Supplied material START
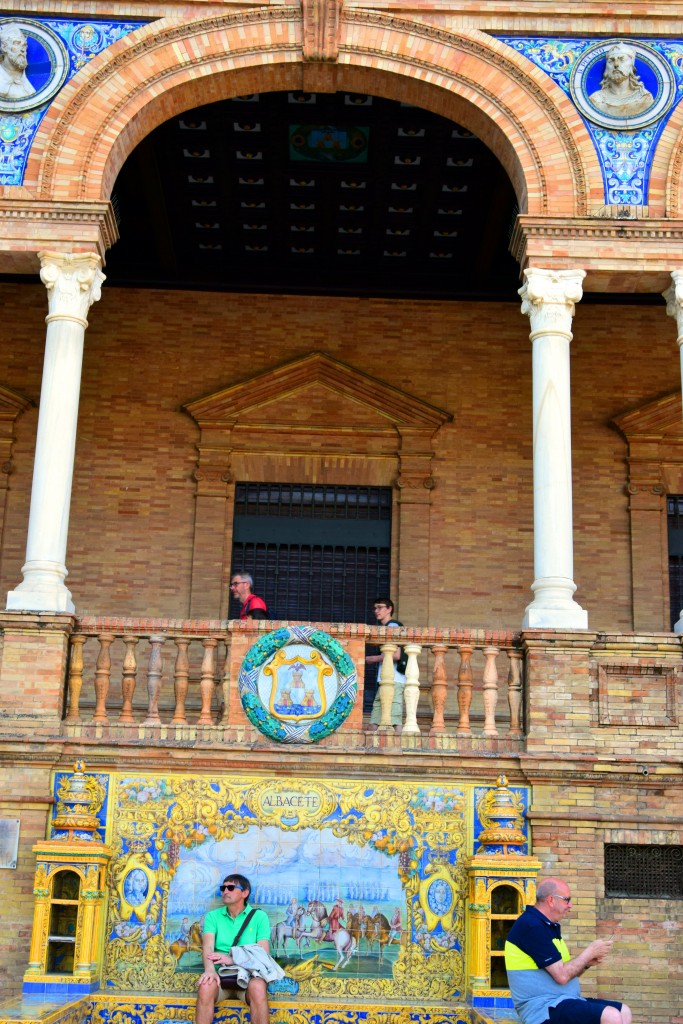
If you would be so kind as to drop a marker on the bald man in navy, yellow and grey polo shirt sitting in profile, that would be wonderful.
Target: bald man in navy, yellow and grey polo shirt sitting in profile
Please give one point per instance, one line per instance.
(543, 976)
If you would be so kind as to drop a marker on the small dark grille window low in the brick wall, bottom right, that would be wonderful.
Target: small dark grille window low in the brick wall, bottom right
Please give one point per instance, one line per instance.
(644, 872)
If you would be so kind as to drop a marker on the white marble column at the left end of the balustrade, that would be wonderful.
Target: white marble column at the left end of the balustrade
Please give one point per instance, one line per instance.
(73, 284)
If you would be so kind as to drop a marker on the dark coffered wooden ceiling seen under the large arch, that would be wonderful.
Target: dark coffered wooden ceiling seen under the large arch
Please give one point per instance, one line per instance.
(324, 194)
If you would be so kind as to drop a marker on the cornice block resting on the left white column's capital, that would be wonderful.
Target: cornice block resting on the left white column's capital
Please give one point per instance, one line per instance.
(28, 226)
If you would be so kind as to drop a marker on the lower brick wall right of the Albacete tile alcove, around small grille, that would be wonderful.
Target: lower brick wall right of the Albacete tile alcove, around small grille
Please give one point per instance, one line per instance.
(571, 825)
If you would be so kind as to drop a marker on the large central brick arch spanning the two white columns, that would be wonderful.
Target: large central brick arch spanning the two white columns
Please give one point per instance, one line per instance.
(163, 70)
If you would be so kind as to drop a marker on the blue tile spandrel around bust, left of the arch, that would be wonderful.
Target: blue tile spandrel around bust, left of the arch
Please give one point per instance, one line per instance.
(58, 50)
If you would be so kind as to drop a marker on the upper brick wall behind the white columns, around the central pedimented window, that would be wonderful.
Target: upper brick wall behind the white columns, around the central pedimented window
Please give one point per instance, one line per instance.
(148, 354)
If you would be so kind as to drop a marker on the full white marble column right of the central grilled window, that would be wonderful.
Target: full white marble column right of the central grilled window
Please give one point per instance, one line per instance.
(548, 300)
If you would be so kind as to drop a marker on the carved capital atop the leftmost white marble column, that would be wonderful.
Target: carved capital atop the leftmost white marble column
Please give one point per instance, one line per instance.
(73, 282)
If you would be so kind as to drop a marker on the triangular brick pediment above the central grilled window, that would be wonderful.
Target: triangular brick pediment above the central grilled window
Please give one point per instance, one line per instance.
(306, 391)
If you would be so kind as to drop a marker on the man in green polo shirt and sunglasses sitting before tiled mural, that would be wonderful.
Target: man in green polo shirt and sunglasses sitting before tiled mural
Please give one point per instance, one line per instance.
(221, 929)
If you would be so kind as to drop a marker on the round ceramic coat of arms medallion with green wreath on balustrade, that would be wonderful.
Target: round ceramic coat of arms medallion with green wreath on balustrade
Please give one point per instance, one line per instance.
(297, 685)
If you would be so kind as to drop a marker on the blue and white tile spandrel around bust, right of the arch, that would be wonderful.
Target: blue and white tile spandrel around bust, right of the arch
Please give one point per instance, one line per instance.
(626, 155)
Supplied material END
### Exercise directions
In the records, find every line that has the string "profile" and copy it.

### The completed task
If you would be so kind as to drop a marker on the bald man in navy, yellow and grey polo shirt sitting in profile, that would be wonderful.
Target: bald man in navy, yellow and grey polo shirt sitting in profile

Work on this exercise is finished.